(Entries taken from a collection)
:::

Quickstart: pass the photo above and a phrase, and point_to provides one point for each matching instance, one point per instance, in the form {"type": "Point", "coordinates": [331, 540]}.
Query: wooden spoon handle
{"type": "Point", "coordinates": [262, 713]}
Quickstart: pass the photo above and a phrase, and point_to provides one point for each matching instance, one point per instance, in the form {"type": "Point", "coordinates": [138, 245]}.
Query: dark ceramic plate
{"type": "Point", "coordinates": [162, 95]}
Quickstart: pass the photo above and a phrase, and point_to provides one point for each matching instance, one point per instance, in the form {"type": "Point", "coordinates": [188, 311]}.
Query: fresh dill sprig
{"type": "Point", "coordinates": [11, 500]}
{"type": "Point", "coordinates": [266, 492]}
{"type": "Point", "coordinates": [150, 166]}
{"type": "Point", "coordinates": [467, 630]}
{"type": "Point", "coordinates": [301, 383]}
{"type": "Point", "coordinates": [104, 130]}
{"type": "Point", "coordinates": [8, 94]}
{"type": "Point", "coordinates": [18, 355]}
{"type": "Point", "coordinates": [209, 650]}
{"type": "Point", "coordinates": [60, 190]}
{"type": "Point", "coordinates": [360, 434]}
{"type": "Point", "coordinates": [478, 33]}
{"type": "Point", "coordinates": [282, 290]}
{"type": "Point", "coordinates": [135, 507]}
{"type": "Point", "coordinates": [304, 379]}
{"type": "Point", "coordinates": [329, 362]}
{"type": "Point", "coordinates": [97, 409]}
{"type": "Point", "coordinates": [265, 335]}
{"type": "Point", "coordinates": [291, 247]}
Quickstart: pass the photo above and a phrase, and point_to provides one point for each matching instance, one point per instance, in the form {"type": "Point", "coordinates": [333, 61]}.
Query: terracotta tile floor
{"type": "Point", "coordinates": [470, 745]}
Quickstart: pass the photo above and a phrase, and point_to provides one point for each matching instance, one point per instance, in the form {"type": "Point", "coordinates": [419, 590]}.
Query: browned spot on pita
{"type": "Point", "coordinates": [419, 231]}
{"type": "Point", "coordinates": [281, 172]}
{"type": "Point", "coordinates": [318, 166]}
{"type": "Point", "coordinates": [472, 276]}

:::

Transcribe each line of the data exactly, skipping none.

◆ **ANSWER SECTION**
Quickstart: pass the photo above and a phrase, and point_to provides one point for each matching instance, one point per instance, in the form {"type": "Point", "coordinates": [331, 540]}.
Query: wooden spoon handle
{"type": "Point", "coordinates": [262, 713]}
Quickstart: pass the photo above and a phrase, and point_to provides one point for each matching instance, one point per instance, in the form {"type": "Point", "coordinates": [138, 245]}.
Query: dark ceramic plate
{"type": "Point", "coordinates": [162, 95]}
Quickstart: pass the photo above and a phrase, and point_to provides one point for each matching instance, one point per instance, in the form {"type": "Point", "coordinates": [188, 311]}.
Query: fresh dill sprig
{"type": "Point", "coordinates": [11, 500]}
{"type": "Point", "coordinates": [266, 492]}
{"type": "Point", "coordinates": [150, 166]}
{"type": "Point", "coordinates": [467, 630]}
{"type": "Point", "coordinates": [301, 383]}
{"type": "Point", "coordinates": [104, 130]}
{"type": "Point", "coordinates": [8, 94]}
{"type": "Point", "coordinates": [18, 355]}
{"type": "Point", "coordinates": [209, 650]}
{"type": "Point", "coordinates": [60, 190]}
{"type": "Point", "coordinates": [360, 434]}
{"type": "Point", "coordinates": [478, 33]}
{"type": "Point", "coordinates": [282, 290]}
{"type": "Point", "coordinates": [135, 507]}
{"type": "Point", "coordinates": [304, 379]}
{"type": "Point", "coordinates": [329, 362]}
{"type": "Point", "coordinates": [97, 409]}
{"type": "Point", "coordinates": [265, 335]}
{"type": "Point", "coordinates": [291, 247]}
Quickstart: pass the photo above and a phrase, and point_to provides one point for each matching instance, one point per instance, in the form {"type": "Point", "coordinates": [333, 61]}.
Query: terracotta tile floor
{"type": "Point", "coordinates": [470, 745]}
Quickstart: pass the photo above and a phrase, and point_to provides one point for each matching instance, one point per instance, in the form {"type": "Point", "coordinates": [419, 590]}.
Query: browned spot on pita
{"type": "Point", "coordinates": [419, 231]}
{"type": "Point", "coordinates": [281, 172]}
{"type": "Point", "coordinates": [318, 166]}
{"type": "Point", "coordinates": [472, 276]}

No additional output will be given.